ORDER AND JUDGMENT *
Before HENRY, BRISCOE, and MURPHY, Circuit Judges.
After examining the briefs and appellate record, this court has determined
unanimously that oral argument would not materially assist the determination of
this appeal. See Fed. R. App. P. 34(a)(2); 10th Cir. R. 34.1(G). The case is
therefore ordered submitted without oral argument.
*
This order and judgment is not binding precedent, except under the
doctrines of law of the case, res judicata and collateral estoppel. The court
generally disfavors the citation of orders and judgments; nevertheless, an order
and judgment may be cited under the terms and conditions of 10th Cir. R. 36.3.
In 1988, Appellant Orestes L. Abreu pleaded guilty to failure to appear
before the district court in violation of 18 U.S.C. § 3146(a)(1). Additionally,
after a jury trial Abreu was convicted of conspiracy to distribute cocaine, in
violation of 21 U.S.C. § 846; distribution of a cocaine mixture in excess of 0.5
kilograms, in violation of 21 U.S.C. § 841; and four counts of the use of a
firearm in relation to a drug trafficking crime, in violation of 18 U.S.C. §
924(c)(1). In the years since his convictions, Abreu has filed a direct appeal and
sought post-conviction relief pursuant to 28 U.S.C. § 2255. See United States v.

Records:
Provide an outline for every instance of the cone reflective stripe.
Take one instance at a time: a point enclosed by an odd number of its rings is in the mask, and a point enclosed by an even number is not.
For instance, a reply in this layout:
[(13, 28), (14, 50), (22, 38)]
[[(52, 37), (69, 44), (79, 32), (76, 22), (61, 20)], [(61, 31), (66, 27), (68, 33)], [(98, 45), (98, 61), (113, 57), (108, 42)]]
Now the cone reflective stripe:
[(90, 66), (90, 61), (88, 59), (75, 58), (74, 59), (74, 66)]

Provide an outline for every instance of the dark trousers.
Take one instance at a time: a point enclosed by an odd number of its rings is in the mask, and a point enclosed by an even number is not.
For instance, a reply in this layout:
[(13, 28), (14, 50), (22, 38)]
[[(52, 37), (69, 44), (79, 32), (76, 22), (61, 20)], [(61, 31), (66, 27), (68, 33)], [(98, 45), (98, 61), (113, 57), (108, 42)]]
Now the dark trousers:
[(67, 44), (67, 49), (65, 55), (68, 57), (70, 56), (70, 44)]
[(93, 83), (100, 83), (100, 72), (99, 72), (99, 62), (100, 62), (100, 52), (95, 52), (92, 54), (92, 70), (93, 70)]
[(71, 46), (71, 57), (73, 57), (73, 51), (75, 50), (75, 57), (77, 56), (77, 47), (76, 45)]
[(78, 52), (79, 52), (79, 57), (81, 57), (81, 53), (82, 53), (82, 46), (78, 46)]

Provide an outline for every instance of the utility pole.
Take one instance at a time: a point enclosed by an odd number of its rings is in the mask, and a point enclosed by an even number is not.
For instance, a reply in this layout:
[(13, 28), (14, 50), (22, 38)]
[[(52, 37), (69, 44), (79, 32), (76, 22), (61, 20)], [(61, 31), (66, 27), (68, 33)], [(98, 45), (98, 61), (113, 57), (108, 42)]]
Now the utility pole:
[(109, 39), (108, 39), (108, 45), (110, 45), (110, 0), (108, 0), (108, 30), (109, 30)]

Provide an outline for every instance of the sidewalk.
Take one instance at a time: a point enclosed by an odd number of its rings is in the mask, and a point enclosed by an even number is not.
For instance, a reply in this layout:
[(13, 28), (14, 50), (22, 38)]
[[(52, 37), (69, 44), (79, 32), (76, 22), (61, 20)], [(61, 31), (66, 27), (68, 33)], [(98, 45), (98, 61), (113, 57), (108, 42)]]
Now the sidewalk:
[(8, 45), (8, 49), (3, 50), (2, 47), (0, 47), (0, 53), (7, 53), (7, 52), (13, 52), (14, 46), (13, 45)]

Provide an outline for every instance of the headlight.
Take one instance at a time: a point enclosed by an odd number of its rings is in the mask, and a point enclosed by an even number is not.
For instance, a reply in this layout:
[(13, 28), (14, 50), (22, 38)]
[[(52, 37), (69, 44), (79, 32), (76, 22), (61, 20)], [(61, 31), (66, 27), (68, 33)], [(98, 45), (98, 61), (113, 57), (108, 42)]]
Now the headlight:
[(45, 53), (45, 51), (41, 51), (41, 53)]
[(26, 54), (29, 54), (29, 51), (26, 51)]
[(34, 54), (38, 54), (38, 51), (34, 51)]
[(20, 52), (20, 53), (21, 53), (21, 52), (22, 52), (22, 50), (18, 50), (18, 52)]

Requirements:
**a.** Answer these questions using the court order on the Abreu appeal:
(i) Which three circuit judges are named?
(ii) In what year did Abreu plead guilty to failure to appear?
(iii) How many counts of using a firearm in relation to a drug trafficking crime was Abreu convicted of?
**b.** Reproduce everything in the court order on the Abreu appeal from "After examining the" down to "without oral argument.".
**c.** Write what comes next in the court order on the Abreu appeal, picking up after its final words.

Task-by-task results:
**a.**
(i) Henry, Briscoe, and Murphy
(ii) 1988
(iii) Four

**b.**
After examining the briefs and appellate record, this court has determined
unanimously that oral argument would not materially assist the determination of
this appeal. See Fed. R. App. P. 34(a)(2); 10th Cir. R. 34.1(G). The case is
therefore ordered submitted without oral argument.

**c.**
Abreu , No. 97-4195,
1999 WL 49116 (10th Cir. Feb. 4, 1999) (unpublished
disposition); United States v. Abreu ,
997 F.2d 825 (10th Cir. 1993) (en banc).
Ultimately, Abreu’s convictions on the four § 924(c)(1) firearms violations were
vacated and in July 1997, he was resentenced on the remaining three convictions.
At the resentencing, Abreu’s base offense level was increased two levels pursuant
to § 2D1.1(b)(1) of the United States Sentencing Guidelines (“U.S.S.G.”)
because he possessed a firearm during the commission of the drug crimes.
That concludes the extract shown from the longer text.